- EXCERPT:
This page describes the Phenix "associate team", a joint research effort involving the PARIS team of INRIA Rennes (IRISA) (France) and the Discolab laboratory at Rutgers University (USA). This effort is funded by the office of international relations of INRIA since January, 2005.
|
|
As computer systems become more complex, they also become more vulnerable to failures and attacks. Survivability and recoverability without compromising performance have emerged as guiding principles for system design[4]. The need for such features is exacerbated by critical applications that do not tolerate downtime and by an increasing demand for high availability over large scales (e.g., in the Internet). Computer vendors have already launched initiatives and even market systems with built-in support for hardware and firmware fault detection and containment[1,2]. However, despite previous research, existing commodity operating systems still lack support for accurate detection of anomalies (failure, attacks, etc.), and for fast and effective response in thwarting attacks and healing the effects of failures. Our approach in the proposed research is to perform monitoring and healing actions on the operating system state remotely. To achieve this, we plan to use the Backdoor architecture originally proposed by the DiscoLab team[5]. Using Backdoors, remote healing monitoring and recovery/repair actions can be performed even when the processors of the remote system are not available due to failure or attack. Each computer in such a system will be equipped with a Backdoor, an intelligent network interface that provides the low-level functions required for remote access to its resources (memory and I/O devices). Backdoors will be connected through a secure private network, through which any computer in the system can perform monitoring, tuning and healing actions on a remote system. Clusters are now used to support the execution of data services in the Internet. The ultimate goal of the work we propose is the design of a self-healing operating system for clusters.
Keywords:
Cluster, operating system, system area network, RDMA, I/O, high
availability, self-healing systems

- DATA:
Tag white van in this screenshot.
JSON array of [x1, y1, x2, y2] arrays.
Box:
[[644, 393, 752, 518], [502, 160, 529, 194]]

- REQUEST 1: In the Phenix page, what is the ultimate goal of the proposed work?
- REQUEST 2: From the Phenix page, copy the passage from "This page describes" up to and including "since January, 2005.".

- EXERCISE RESULT 1: The design of a self-healing operating system for clusters.

- EXERCISE RESULT 2:
This page describes the Phenix "associate team", a joint research effort involving the PARIS team of INRIA Rennes (IRISA) (France) and the Discolab laboratory at Rutgers University (USA). This effort is funded by the office of international relations of INRIA since January, 2005.